◆ TASK OBJECTIVE: Print the lines exactly as they are, from the line containing "task: segment the crocodile open mouth" through the end of the rows, including both of those lines.

◆ INFORMATION SUPPLIED:

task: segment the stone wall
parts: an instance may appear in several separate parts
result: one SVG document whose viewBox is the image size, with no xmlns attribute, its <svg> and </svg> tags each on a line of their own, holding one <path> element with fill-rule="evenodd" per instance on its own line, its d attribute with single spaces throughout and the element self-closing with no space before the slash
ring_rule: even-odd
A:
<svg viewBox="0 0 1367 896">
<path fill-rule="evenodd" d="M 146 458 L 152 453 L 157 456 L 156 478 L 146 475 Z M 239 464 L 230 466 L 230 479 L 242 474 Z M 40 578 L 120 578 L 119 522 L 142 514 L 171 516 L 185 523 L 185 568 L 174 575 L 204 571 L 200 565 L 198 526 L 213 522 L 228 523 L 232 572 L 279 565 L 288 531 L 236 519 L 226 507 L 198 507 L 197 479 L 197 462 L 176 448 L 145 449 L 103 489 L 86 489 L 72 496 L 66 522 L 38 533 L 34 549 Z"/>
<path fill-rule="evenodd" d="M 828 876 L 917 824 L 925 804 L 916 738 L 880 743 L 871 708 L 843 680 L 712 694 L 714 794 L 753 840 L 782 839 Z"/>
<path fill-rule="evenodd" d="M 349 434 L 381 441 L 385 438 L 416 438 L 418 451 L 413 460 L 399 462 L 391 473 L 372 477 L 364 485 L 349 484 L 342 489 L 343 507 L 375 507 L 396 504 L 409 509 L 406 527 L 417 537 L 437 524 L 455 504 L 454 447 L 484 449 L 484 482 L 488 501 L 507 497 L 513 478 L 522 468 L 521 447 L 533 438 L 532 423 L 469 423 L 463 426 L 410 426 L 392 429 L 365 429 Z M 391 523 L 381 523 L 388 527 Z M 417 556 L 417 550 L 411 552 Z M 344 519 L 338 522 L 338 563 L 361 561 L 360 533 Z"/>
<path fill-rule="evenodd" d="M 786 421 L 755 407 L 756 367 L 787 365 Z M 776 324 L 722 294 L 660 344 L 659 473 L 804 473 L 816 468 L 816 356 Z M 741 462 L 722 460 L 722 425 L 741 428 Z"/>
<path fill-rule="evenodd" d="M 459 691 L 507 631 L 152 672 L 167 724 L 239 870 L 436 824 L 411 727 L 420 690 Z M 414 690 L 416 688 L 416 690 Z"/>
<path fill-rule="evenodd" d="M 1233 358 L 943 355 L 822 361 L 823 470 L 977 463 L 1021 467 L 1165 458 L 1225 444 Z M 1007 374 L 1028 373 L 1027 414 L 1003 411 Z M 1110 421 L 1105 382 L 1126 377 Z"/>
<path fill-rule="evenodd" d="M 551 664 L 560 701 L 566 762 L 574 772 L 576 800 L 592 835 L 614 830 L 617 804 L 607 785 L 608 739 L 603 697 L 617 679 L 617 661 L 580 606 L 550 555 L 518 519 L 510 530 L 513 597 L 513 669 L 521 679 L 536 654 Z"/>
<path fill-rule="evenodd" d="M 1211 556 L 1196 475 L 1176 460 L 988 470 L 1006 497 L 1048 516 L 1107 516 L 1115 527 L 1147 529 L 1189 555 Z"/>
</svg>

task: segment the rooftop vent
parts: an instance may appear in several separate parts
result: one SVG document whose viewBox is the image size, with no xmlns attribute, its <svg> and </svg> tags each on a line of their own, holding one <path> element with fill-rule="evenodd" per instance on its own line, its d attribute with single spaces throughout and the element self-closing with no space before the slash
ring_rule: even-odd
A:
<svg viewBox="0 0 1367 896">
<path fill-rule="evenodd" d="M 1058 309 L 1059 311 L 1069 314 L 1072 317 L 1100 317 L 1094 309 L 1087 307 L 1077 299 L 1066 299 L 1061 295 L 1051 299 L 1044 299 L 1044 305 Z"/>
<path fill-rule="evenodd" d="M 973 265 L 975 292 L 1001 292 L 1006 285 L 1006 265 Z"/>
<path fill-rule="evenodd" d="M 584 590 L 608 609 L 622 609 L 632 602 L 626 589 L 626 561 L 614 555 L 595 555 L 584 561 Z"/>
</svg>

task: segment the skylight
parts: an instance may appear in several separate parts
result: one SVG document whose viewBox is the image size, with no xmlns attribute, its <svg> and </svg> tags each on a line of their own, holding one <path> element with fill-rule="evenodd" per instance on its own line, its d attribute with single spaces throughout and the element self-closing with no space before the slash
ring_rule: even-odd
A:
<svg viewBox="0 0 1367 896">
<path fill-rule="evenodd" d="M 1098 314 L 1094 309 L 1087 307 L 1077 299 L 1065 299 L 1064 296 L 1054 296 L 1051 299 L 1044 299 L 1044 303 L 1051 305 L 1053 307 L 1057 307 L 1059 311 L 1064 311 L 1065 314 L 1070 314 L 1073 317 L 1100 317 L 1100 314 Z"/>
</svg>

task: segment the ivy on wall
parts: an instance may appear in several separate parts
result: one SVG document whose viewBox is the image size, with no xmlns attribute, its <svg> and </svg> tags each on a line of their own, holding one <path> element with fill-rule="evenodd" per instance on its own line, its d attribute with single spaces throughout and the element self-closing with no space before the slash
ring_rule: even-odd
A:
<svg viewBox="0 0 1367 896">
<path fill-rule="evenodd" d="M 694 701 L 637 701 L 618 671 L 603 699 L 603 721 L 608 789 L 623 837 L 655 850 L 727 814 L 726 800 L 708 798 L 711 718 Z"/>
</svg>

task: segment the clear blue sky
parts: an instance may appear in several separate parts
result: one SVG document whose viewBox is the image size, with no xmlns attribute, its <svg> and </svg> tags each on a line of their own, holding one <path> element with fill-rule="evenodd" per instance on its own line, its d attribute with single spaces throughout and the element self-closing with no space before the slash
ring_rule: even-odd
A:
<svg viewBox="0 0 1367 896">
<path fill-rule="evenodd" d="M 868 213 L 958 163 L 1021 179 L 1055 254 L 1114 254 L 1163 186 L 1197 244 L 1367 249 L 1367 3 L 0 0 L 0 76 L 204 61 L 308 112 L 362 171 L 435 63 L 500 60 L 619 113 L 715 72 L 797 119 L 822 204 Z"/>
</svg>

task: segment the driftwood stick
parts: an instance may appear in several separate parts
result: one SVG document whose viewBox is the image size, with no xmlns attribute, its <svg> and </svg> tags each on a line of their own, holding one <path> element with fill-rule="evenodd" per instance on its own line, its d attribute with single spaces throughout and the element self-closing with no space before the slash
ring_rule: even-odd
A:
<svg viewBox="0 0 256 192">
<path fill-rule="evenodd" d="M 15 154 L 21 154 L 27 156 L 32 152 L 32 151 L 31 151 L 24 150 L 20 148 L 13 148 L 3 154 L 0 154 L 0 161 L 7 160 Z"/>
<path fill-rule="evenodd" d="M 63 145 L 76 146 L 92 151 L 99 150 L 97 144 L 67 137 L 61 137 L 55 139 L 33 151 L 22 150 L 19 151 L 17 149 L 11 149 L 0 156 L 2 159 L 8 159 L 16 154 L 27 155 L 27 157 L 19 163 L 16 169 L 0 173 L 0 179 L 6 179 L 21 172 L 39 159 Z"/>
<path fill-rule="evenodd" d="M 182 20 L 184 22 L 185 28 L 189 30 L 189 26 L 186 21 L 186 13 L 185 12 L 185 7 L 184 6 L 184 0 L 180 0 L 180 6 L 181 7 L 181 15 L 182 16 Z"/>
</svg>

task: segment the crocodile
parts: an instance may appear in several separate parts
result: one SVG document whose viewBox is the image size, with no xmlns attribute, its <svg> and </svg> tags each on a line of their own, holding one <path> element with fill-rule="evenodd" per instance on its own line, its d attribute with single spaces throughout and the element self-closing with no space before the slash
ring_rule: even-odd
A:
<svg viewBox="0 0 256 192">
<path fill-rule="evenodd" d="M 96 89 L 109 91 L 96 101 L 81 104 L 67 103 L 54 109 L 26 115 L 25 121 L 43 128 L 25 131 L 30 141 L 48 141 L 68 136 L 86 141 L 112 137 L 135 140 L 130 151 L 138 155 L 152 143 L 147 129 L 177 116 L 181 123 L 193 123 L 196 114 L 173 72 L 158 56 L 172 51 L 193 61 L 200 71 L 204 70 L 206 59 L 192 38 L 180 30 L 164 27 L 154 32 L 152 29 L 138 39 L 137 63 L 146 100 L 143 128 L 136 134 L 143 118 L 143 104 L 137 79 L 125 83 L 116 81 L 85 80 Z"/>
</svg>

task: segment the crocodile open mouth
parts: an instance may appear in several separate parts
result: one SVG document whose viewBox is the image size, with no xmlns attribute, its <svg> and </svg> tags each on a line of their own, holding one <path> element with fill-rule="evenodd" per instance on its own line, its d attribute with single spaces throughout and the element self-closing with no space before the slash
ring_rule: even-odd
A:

◆ WRITTEN REPLY:
task: segment the crocodile open mouth
parts: an instance may appear in several separate parts
result: one SVG document whose viewBox is the image size, with no xmlns attribute, its <svg> and </svg> tags each on a line of their own, holding one <path> element with fill-rule="evenodd" per instance on its own line, its d attribute with single spaces throughout and the element self-closing with no space before the slash
ring_rule: even-odd
A:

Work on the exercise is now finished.